Stored data entries

============================================================

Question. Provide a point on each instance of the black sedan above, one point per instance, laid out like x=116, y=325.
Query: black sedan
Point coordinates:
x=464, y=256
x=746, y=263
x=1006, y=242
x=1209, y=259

============================================================

ASSIGNMENT:
Filter the entries above down to the lines that contain "black".

SOLUTION:
Question. Provide a point on each instance of the black sedan above, one point per instance, laid out like x=116, y=325.
Query: black sedan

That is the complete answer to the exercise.